» BRIEF
Pull out every line of the lines below that contains the word "dark", and copy each one. Case counts.

» RECORDS PROVIDED
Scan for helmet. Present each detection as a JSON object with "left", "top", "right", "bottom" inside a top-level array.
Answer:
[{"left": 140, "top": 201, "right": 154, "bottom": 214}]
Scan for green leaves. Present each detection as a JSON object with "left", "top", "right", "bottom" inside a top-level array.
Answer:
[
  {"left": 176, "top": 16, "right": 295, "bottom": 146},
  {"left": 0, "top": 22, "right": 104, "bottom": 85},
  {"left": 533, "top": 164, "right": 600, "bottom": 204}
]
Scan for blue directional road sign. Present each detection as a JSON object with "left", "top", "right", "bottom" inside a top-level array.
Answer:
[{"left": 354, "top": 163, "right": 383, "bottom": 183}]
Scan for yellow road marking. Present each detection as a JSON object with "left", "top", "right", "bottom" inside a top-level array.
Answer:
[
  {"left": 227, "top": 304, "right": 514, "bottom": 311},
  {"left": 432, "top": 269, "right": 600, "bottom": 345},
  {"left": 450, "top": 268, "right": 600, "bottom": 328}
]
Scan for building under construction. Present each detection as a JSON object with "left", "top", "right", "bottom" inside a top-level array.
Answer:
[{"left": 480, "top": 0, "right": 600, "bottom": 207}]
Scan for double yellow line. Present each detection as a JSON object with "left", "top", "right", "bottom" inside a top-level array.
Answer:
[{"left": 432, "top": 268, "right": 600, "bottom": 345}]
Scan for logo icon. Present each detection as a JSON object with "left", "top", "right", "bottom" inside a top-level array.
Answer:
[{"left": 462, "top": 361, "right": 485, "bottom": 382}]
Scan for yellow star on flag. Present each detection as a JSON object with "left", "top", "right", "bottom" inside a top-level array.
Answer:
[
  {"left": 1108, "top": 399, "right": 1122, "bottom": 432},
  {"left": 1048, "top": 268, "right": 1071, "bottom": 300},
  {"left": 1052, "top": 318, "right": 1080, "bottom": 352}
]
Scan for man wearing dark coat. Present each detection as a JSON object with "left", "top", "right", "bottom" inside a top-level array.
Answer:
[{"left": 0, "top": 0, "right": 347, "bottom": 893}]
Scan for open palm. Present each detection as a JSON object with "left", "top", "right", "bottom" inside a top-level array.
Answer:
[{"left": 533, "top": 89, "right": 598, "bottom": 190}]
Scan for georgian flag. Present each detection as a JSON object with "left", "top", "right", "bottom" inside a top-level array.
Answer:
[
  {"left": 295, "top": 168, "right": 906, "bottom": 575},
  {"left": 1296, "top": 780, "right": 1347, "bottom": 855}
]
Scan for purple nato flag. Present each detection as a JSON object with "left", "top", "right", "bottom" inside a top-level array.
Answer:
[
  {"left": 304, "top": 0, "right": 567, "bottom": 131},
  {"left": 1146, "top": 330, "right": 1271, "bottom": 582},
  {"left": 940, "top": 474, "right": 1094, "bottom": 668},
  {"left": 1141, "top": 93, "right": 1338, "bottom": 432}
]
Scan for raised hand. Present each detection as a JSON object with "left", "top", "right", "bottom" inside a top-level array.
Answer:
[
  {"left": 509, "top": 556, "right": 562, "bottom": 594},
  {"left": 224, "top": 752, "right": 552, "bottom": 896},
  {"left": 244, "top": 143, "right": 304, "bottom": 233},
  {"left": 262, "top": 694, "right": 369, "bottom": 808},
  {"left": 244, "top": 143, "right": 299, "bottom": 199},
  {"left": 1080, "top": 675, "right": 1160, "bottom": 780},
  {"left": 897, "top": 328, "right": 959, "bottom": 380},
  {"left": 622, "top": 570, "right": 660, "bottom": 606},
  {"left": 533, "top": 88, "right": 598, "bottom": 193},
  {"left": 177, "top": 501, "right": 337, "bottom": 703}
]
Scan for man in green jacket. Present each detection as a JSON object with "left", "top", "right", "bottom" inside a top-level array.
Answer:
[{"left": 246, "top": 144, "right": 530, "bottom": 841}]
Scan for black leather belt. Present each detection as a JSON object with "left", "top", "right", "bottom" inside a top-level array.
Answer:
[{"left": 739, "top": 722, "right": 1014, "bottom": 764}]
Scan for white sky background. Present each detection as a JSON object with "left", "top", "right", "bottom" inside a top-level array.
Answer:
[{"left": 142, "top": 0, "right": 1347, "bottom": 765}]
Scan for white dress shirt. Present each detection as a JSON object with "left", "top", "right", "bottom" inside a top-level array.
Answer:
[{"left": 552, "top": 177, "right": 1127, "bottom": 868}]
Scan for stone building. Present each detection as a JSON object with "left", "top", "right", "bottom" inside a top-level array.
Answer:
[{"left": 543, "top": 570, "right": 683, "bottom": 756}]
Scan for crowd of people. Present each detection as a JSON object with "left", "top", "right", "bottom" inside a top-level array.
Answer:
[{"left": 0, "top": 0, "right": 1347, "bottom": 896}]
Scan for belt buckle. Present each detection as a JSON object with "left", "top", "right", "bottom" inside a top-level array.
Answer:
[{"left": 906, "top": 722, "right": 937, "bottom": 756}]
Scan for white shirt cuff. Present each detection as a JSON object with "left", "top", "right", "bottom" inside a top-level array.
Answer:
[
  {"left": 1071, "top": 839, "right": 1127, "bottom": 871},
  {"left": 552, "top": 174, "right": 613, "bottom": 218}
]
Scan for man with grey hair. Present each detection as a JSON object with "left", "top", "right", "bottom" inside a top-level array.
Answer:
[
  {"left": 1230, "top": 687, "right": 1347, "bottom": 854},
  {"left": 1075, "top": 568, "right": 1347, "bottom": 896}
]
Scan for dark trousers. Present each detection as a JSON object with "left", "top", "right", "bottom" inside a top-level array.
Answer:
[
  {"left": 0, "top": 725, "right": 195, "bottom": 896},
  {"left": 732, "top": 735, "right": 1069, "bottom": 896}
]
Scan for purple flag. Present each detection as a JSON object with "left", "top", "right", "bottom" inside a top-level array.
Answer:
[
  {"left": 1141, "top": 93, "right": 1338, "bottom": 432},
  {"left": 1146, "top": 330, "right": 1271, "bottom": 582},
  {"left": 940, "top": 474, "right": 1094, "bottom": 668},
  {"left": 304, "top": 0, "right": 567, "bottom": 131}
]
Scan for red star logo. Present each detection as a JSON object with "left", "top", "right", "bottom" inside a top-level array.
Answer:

» EXERCISE RESULT
Scan for man wearing dark coat. Present each detection as a JSON object with "left", "top", "right", "bottom" inside a top-level array.
Scan for dark trousers. Present each detection as a JSON object with "left", "top", "right", "bottom" inside a top-level array.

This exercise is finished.